Supplied material START

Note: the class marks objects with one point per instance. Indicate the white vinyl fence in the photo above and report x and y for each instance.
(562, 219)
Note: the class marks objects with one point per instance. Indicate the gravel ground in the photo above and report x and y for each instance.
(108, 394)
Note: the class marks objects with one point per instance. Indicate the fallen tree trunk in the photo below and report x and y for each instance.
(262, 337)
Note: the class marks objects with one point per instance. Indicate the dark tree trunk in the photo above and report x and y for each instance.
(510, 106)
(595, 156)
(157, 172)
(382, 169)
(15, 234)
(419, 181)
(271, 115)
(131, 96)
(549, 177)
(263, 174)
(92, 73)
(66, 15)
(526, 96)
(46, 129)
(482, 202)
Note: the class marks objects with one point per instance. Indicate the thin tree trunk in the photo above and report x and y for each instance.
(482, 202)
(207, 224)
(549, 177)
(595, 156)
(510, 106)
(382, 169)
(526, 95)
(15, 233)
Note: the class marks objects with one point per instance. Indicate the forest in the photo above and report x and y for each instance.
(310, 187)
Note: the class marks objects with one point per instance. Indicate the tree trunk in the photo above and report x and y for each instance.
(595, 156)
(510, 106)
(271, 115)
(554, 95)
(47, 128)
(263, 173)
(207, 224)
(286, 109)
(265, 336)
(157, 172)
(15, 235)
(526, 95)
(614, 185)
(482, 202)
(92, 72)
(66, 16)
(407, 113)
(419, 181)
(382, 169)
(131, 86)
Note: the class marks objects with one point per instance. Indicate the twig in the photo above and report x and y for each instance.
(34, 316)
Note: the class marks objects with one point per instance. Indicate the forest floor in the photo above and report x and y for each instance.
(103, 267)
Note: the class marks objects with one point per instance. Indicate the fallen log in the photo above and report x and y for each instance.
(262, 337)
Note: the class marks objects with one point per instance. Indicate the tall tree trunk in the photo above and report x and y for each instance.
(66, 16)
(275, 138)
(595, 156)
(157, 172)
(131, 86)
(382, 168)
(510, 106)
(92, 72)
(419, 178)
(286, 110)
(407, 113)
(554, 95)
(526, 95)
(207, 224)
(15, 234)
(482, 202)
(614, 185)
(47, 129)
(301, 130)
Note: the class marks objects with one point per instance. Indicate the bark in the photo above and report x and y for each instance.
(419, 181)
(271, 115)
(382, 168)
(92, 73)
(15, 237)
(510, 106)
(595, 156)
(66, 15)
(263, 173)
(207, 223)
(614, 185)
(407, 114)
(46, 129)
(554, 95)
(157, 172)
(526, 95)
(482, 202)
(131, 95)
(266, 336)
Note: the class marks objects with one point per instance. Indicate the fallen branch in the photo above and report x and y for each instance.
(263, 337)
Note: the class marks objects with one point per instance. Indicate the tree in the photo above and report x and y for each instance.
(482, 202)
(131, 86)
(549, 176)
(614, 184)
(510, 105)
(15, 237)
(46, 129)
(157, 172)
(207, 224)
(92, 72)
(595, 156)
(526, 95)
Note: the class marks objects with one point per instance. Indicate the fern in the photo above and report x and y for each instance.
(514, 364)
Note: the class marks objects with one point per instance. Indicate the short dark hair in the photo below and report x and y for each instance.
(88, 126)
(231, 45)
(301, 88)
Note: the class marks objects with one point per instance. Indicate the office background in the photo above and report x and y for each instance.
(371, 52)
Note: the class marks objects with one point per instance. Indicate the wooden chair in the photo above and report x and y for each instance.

Supplied material END

## Exercise objective
All of the entries above are to be written out again exactly.

## Expected output
Note: the class marks objects with one point per instance. Indicate the white vinyl fence in the photo above and report x and y for each instance.
(562, 219)
Note: the class marks objects with one point per instance. Indicate the gravel ground in the photo above and report x and y for each instance.
(108, 394)
Note: the class marks objects with one point per instance. Indicate the fallen tree trunk in the photo below and report x and y for each instance.
(262, 337)
Note: the class marks objects with one point per instance. Indicate the dark tree trunk in the photo above and report x and y for each instance.
(510, 106)
(595, 156)
(157, 172)
(382, 169)
(15, 234)
(419, 181)
(271, 115)
(131, 96)
(549, 177)
(263, 174)
(92, 73)
(66, 15)
(526, 96)
(46, 129)
(482, 202)
Note: the class marks objects with one point per instance. Indicate the thin tree trunk in the photo above and report x and y for each instance.
(482, 202)
(207, 224)
(549, 177)
(595, 156)
(510, 106)
(382, 169)
(526, 95)
(15, 233)
Note: the class marks objects with one point per instance. Indicate the forest in the photo above and report x and y for each instance.
(310, 187)
Note: the class marks objects with one point per instance. Indicate the tree trunk in the photo above and report x and y for each instance.
(595, 156)
(510, 106)
(271, 115)
(554, 95)
(47, 128)
(263, 173)
(207, 224)
(286, 109)
(265, 336)
(157, 172)
(15, 235)
(526, 95)
(614, 185)
(482, 202)
(92, 72)
(66, 16)
(407, 113)
(419, 181)
(382, 169)
(131, 86)
Note: the class marks objects with one point per instance. Indicate the twig in the photo above and report x and y for each instance.
(34, 316)
Note: the class marks objects with one point per instance. Indicate the forest floor in the photo above and report x and y for each instance.
(103, 267)
Note: the class marks objects with one point per instance. Indicate the fallen log in the photo above and report x and y for each instance.
(262, 337)
Note: the class marks objects with one point per instance. Indicate the tall tree trunk in the photo above and report x and y for each instance.
(66, 16)
(275, 138)
(595, 156)
(157, 172)
(131, 86)
(382, 168)
(510, 106)
(92, 72)
(419, 178)
(286, 110)
(407, 113)
(554, 95)
(526, 95)
(207, 224)
(15, 234)
(482, 202)
(614, 185)
(47, 129)
(301, 130)
Note: the class marks objects with one point per instance. Indicate the bark in the photo above and report x and y for each instance.
(419, 181)
(271, 115)
(382, 168)
(92, 73)
(15, 237)
(510, 106)
(595, 156)
(66, 15)
(263, 173)
(207, 223)
(614, 185)
(407, 114)
(46, 129)
(554, 95)
(157, 172)
(526, 95)
(482, 202)
(131, 95)
(266, 336)
Note: the class marks objects with one point per instance. Indicate the fallen branch in the photo above and report x and y for each instance.
(263, 337)
Note: the class marks objects with one point per instance. Indicate the tree in the photo above and report x and y for each instance.
(482, 202)
(131, 86)
(549, 176)
(614, 184)
(510, 105)
(15, 237)
(46, 129)
(157, 172)
(207, 224)
(92, 72)
(595, 156)
(526, 95)
Note: the class marks objects with one point per instance. Indicate the fern in the photo above and report x and y for each instance.
(514, 364)
Note: the class marks objects with one point per instance. Indicate the short dark hair in the photo below and report x and y for each instance.
(88, 126)
(231, 45)
(301, 88)
Note: the class marks objects with one point per instance. Indicate the office background in the photo above and report x and y for each instance.
(371, 52)
Note: the class marks objects with one point per instance. Indicate the wooden chair in the photo above and report x and y for each instance.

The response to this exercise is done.